***** QUOTED TEXT
Vectors \({v}^{1},\ldots ,{v}^{m}\) in \({\mathbb{R}}^{r}\) are said to lie on a quadratic at infinity if there exists a nonzero symmetric \(r \times r\) matrix \(\Phi \) such that

$${({v}^{i})}^{T}\Phi {v}^{i} = 0,\ for all\ i = 1,\ldots ,m.$$

The following lemma establishes the connection between the notion of a quadratic at infinity and affine motions.

Lemma 1.4 (Connelly [10]). 

Let G(p) be a bar framework on n vertices in \({\mathbb{R}}^{r}\) . Then the following two conditions are equivalent:

1. 1.

   There exists a bar framework G(q) in \({\mathbb{R}}^{r}\) that is affinely equivalent, but not congruent, to G(p).

2. 2.

   The vectors \({p}^{i} - {p}^{j}\) for all \((i,j) \in E(G)\) lie on a quadratic at infinity.

Proof.
**********
▶ _TO-DO LIST_
(a) Answer these from the passage on quadratics at infinity:
(i) What kind of matrix must Φ be?
(ii) What number and attribution does the lemma carry?
(iii) In the first condition, G(q) is affinely equivalent to G(p) but not what?
(b) From the passage on quadratics at infinity, pull out the stretch from "The following lemma" through "congruent, to G(p).", copied word for word.
(c) Carry the passage on quadratics at infinity forward from its last line.
The material after the passage on quadratics at infinity has no role in any of this.
***** DATA SECTION
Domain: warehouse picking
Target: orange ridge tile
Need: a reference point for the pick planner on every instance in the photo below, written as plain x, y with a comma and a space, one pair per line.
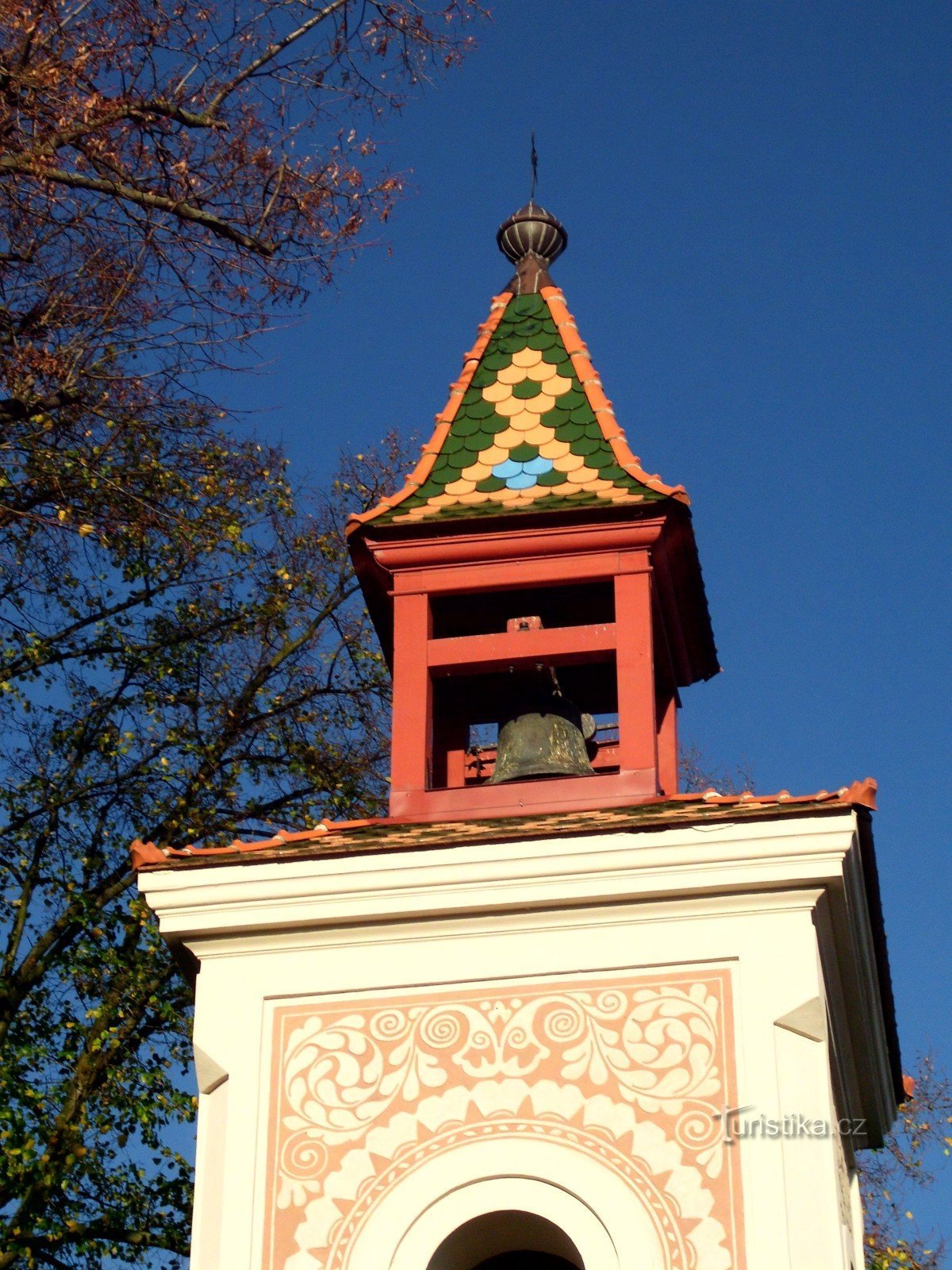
**********
▶ _RESPONSE LIST_
(a)
(i) A nonzero symmetric r × r matrix
(ii) Lemma 1.4, attributed to Connelly [10]
(iii) Congruent

(b)
The following lemma establishes the connection between the notion of a quadratic at infinity and affine motions.

Lemma 1.4 (Connelly [10]). 

Let G(p) be a bar framework on n vertices in \({\mathbb{R}}^{r}\) . Then the following two conditions are equivalent:

1. 1.

   There exists a bar framework G(q) in \({\mathbb{R}}^{r}\) that is affinely equivalent, but not congruent, to G(p).

(c)
Suppose that there exists a framework G(q) in \({\mathbb{R}}^{r}\) that is affinely equivalent, but not congruent, to G(p); and let \({q}^{i} = A{p}^{i} + b\) for all \(i = 1,\ldots ,n\). Then \({({q}^{i} - {q}^{j})}^{T}({q}^{i} - {q}^{j})\) = \({({p}^{i} - {p}^{j})}^{T}{A}^{T}A({p}^{i} - {p}^{j})\) = \({({p}^{i} - {p}^{j})}^{T}({p}^{i} - {p}^{j})\) for all \((i,j) \in E(G)\). Note that matrix A is not orthogonal since G(q) and G(p) are not congruent. Therefore, \({({p}^{i} - {p}^{j})}^{T}\Phi ({p}^{i} - {p}^{j}) =\) 0 for all \((i,j) \in E(G)\), where \(\Phi = {I}_{r} - {A}^{T}A\) is a nonzero symmetric matrix.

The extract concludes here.